DOCUMENT EXTRACT:

******

# After delaying consolidation for years  CU's are about to have it foisted on them.



## ajapale (21 Sep 2011)

Bill Hobbs provides some interesting insights into the issues facing Credit Unions in his Blog.

What do AAMers think of his contention that CU's face a round of compulsory consolidation? Slimmed down credit unions should grasp reform opportunities


----------



## kaplan (22 Sep 2011)

*Central Bank sets up special unit to merge credit unions*



The bank has has recently set up a Special Resolutions Unit within the Credit Institutions Supervision Directorate to manage the mergers.


----------



## CU Manager (22 Sep 2011)

ajapale said:


> Bill Hobbs provides some interesting insights into the issues facing Credit Unions in his
> What do AAMers think of his contention that CU's face a round of compulsory consolidation?


 
The world and his wife know that compulsory consolidation is the preferred route of the regulator at this point and indeed the Charlie Weston in the Indo reported last week that a special team has been established in the Central Bank to progress the process of consolidation.
The big danger with consolidation is the possibility of losing the ethos of locallly run CU's. This must be balanced against the possible benefits of consolidation but bigger is not always ebst as we have found to our cost with the banks!


----------



## kaplan (22 Sep 2011)

CU Manager said:


> The big danger with consolidation is the possibility of losing the ethos of locallly run CU's. This must be balanced against the possible benefits of consolidation but bigger is not always ebst as we have found to our cost with the banks!

******

RECORDS FOR THE TASK:
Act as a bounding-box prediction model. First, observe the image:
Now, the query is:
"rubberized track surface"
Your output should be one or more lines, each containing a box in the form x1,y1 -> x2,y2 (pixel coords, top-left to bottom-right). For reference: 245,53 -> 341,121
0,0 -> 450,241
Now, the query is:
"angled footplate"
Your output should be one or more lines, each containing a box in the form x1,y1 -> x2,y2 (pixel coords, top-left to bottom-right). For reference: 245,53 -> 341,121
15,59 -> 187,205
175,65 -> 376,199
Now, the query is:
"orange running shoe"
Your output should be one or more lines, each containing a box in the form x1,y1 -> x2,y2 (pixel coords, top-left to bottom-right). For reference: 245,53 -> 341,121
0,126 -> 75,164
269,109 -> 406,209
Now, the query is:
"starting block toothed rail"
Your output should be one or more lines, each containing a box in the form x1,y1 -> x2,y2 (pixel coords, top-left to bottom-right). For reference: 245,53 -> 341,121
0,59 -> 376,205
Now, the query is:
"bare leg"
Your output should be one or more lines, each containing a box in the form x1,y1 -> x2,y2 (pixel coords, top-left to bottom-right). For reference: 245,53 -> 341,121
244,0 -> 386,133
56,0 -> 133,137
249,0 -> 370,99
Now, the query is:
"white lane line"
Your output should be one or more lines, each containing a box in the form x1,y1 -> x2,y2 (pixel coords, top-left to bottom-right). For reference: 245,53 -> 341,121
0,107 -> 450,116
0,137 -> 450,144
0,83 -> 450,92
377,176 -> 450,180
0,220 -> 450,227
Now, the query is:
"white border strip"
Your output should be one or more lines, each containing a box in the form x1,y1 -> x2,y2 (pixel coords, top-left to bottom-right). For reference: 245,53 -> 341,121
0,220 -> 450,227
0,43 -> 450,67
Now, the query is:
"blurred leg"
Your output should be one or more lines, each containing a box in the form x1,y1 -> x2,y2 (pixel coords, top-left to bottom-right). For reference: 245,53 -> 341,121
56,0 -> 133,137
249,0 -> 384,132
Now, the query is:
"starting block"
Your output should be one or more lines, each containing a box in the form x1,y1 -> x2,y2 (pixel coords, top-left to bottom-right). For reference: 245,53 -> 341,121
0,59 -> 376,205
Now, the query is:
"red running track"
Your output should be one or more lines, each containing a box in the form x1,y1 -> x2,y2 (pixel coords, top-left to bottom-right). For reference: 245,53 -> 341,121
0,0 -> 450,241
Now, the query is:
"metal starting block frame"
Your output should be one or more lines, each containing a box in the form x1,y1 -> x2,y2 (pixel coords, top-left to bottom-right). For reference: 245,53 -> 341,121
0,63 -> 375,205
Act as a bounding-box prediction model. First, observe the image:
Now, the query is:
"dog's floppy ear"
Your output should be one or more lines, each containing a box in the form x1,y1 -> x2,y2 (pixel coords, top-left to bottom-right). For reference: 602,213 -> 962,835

******

COMPLETE THE FOLLOWING:
A. Answer these questions using the forum thread on credit union consolidation, one answer per line:
(i) According to the first post, whose blog offers insights into the issues facing credit unions?
(ii) What is the name of the unit the Central Bank set up to manage the mergers?
(iii) Who does CU Manager say reported on the special team in the Central Bank, and in which paper?
B. Report each line of the entries that contains the string "block". Case counts.

TASK-BY-TASK RESULTS:
A.
(i) Bill Hobbs
(ii) The Special Resolutions Unit, within the Credit Institutions Supervision Directorate
(iii) Charlie Weston, in the Indo

B.
"starting block toothed rail"
"starting block"
"metal starting block frame"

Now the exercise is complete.